__Rows from a collection__:

* * * * *

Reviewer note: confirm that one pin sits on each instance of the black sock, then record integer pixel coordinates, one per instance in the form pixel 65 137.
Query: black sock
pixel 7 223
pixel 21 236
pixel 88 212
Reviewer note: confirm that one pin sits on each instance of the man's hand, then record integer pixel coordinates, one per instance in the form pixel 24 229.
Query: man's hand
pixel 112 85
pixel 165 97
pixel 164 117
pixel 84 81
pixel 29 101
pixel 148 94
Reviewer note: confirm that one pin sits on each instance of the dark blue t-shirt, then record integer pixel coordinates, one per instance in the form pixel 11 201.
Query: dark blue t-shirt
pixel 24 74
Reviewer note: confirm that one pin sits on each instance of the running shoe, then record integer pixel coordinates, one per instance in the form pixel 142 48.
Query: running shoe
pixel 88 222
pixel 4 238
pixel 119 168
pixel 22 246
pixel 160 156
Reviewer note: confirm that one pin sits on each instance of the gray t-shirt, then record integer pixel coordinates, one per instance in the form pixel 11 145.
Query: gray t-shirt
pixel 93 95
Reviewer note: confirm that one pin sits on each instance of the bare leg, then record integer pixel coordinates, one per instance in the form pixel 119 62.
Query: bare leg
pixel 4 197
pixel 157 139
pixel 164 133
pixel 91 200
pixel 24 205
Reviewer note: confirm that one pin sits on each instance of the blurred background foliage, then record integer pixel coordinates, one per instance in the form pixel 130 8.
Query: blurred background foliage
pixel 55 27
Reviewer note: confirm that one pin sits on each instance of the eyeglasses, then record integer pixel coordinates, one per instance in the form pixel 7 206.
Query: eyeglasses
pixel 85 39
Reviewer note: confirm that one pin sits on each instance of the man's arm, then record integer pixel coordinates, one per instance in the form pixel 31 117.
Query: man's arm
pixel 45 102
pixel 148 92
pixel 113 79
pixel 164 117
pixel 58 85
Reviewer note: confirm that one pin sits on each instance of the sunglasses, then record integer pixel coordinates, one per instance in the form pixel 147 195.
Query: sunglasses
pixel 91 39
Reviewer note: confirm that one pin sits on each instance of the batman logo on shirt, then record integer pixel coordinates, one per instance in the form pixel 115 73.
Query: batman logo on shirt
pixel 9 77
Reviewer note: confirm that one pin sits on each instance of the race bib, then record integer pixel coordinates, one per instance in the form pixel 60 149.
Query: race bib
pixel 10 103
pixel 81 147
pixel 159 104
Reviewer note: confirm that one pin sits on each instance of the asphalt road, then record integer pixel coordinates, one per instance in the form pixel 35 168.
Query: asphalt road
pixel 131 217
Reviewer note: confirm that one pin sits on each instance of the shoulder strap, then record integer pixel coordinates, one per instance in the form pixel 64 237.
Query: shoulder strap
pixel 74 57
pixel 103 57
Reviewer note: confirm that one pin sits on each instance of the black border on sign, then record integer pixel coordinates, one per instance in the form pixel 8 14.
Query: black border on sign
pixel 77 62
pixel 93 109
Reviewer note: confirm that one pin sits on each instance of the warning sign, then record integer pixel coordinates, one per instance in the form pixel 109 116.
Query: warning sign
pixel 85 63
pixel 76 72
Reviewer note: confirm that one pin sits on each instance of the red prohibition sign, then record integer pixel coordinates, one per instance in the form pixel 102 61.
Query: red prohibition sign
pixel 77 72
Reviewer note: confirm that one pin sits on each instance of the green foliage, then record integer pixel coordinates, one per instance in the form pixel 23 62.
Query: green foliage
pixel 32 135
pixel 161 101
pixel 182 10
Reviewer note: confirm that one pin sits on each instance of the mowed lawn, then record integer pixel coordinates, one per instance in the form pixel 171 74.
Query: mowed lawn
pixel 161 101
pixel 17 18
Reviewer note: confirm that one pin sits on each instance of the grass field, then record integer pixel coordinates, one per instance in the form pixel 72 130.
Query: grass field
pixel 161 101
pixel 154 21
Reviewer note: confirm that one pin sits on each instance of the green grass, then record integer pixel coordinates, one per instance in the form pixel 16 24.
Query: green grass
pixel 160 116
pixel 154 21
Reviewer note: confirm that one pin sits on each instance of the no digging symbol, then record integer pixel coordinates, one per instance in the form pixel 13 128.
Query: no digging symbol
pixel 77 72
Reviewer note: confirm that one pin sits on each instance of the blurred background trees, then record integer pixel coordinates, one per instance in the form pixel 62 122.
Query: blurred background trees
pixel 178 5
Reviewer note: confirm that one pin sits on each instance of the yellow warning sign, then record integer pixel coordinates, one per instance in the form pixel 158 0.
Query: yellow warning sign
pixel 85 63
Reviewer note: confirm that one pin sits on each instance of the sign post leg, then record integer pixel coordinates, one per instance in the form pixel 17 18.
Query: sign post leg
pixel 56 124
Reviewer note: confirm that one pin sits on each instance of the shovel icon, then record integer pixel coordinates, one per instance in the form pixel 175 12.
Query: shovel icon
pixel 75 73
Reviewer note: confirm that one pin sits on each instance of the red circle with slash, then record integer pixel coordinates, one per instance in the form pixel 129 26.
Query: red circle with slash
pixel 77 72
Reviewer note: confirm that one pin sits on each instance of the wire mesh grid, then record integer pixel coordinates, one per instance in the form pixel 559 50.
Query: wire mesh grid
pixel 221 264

* * * * *

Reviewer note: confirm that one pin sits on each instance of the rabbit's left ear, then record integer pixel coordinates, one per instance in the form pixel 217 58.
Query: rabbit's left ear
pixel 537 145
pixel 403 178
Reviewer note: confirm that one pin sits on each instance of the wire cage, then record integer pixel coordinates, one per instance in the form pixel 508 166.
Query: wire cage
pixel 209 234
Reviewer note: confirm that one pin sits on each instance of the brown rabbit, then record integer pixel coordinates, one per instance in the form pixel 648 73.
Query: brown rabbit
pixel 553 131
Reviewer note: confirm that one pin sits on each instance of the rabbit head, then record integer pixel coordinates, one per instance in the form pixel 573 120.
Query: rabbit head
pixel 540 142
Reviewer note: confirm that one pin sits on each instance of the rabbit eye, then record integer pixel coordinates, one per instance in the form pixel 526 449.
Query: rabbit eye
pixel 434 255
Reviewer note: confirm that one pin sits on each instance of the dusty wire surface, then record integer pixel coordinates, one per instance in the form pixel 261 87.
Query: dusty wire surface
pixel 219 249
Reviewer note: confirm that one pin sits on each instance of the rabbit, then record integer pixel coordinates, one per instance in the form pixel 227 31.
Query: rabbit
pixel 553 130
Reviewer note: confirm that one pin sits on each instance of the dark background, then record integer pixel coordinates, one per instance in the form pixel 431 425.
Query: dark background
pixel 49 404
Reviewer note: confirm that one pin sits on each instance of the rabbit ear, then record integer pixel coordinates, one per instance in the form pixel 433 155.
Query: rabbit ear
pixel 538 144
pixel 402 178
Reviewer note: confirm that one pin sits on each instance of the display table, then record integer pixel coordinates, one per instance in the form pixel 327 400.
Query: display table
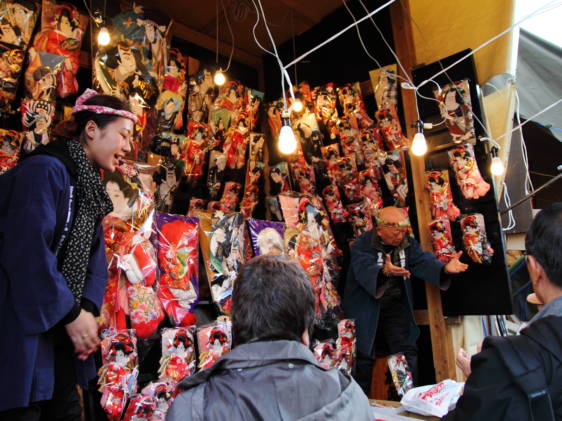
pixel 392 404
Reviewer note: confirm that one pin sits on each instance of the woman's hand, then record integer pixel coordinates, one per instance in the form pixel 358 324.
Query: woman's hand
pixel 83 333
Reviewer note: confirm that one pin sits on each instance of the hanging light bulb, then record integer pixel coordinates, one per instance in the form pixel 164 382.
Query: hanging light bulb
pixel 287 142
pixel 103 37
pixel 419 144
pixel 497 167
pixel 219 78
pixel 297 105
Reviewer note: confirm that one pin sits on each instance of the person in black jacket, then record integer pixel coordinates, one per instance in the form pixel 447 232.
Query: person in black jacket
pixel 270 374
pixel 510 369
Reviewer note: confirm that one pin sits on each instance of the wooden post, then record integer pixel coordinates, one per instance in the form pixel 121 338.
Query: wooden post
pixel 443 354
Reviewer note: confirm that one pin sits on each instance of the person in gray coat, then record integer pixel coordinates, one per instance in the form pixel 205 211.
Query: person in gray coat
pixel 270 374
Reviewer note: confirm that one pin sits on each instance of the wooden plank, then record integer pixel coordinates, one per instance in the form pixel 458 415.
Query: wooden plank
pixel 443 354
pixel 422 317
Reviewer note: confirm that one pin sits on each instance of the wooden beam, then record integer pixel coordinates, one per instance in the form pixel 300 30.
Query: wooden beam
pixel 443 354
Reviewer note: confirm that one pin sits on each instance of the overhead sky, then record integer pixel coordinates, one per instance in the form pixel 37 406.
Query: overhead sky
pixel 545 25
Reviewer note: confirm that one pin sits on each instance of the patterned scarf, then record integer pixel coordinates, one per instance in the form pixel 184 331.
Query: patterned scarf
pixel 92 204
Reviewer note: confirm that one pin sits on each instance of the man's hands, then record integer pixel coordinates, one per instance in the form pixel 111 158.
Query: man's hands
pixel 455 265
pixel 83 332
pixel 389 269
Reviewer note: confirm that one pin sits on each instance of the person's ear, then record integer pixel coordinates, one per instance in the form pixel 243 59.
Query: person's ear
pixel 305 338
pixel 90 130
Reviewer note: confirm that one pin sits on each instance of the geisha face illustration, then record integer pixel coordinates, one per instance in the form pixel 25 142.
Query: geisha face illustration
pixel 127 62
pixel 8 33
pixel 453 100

* * * * *

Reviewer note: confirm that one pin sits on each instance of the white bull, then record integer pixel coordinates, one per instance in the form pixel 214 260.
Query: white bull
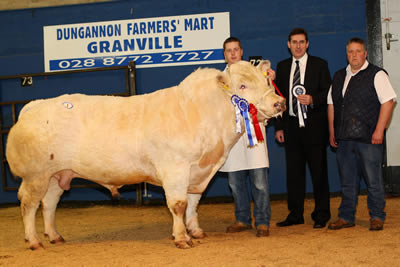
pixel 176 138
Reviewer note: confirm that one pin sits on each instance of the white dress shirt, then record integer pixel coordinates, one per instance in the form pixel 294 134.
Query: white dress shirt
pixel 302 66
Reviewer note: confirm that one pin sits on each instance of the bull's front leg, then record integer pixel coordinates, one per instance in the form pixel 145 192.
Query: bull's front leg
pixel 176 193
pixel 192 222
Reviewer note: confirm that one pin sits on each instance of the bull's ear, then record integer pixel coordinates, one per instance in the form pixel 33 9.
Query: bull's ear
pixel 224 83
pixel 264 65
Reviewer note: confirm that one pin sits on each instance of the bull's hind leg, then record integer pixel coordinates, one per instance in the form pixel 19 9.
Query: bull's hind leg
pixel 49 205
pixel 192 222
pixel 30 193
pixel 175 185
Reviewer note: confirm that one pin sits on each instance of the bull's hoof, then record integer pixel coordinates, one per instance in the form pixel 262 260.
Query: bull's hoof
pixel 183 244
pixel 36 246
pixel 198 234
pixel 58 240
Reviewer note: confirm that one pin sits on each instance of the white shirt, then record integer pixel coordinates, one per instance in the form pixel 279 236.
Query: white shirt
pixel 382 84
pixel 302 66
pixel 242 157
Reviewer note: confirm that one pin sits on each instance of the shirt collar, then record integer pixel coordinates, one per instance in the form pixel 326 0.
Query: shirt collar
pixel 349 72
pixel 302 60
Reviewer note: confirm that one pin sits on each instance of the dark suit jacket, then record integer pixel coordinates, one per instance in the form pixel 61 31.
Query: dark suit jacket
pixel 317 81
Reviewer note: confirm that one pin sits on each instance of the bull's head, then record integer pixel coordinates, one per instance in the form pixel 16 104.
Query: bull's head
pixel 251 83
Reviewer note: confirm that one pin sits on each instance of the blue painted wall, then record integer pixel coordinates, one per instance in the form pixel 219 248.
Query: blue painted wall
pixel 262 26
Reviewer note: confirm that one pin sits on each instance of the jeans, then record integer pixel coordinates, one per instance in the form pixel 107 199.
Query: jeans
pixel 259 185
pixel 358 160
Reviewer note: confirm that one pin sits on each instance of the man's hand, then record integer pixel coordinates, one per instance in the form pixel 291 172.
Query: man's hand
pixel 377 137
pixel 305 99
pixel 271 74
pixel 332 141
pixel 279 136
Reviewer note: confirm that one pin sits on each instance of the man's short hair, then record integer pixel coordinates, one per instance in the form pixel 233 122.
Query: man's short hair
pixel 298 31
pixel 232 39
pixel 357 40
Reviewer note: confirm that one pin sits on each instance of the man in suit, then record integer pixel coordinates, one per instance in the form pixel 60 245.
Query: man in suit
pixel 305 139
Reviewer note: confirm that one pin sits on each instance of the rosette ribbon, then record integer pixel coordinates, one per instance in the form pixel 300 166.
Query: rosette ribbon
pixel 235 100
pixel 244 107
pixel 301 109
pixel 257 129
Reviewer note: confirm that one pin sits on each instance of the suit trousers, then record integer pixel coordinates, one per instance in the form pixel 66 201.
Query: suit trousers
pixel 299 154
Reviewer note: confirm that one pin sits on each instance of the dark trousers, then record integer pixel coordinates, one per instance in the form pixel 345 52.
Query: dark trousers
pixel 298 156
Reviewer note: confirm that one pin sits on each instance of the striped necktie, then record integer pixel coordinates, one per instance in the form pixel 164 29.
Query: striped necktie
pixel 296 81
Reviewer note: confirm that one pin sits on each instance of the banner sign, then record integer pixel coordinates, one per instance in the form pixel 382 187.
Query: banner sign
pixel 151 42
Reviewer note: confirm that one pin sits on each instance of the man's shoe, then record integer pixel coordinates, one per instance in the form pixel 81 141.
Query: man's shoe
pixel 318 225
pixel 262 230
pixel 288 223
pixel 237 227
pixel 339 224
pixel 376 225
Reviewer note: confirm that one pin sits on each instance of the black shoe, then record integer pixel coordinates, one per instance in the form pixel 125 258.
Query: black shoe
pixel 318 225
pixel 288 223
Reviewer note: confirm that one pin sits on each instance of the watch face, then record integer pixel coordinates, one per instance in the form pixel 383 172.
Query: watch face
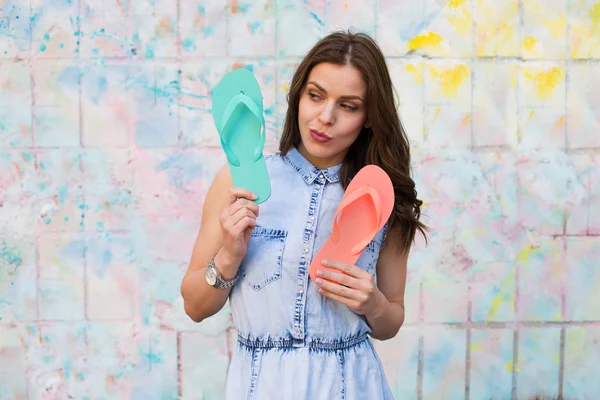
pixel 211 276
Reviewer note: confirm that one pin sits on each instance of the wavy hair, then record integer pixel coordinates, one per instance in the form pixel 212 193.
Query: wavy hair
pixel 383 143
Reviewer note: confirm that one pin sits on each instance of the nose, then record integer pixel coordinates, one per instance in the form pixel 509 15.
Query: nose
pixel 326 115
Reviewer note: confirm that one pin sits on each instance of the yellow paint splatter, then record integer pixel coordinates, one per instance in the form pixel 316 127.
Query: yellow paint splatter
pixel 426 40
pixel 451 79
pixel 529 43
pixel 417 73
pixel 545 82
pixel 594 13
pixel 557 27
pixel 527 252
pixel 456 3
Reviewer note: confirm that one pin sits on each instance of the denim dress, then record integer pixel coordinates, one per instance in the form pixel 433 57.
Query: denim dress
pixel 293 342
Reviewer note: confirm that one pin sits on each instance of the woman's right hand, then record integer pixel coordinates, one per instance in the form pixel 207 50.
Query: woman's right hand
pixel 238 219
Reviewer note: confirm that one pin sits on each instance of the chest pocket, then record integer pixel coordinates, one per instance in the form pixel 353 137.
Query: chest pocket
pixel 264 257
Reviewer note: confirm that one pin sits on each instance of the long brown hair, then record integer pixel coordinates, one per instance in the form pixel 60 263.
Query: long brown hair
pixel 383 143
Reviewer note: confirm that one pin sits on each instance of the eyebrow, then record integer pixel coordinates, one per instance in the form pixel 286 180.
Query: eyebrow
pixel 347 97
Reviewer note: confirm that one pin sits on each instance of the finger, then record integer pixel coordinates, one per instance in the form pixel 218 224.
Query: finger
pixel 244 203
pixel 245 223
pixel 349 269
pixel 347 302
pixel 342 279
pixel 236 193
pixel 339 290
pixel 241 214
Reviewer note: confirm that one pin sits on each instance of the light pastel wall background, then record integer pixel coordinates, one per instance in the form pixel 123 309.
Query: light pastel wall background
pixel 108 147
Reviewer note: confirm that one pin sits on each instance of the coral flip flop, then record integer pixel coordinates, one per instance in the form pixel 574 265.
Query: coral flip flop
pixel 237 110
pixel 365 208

* * * * *

__What you will do__: Turn the lines from the one containing "pixel 65 137." through the one containing "pixel 88 212", inclusive, into a numbered list. Leave out any blank lines.

__Written reply__:
1. Reviewer note: confirm that one pin sits on each instance of the black sock, then record integer pixel coordinates, one per instance in the form pixel 65 137.
2. Query: black sock
3. pixel 7 223
4. pixel 21 236
5. pixel 88 212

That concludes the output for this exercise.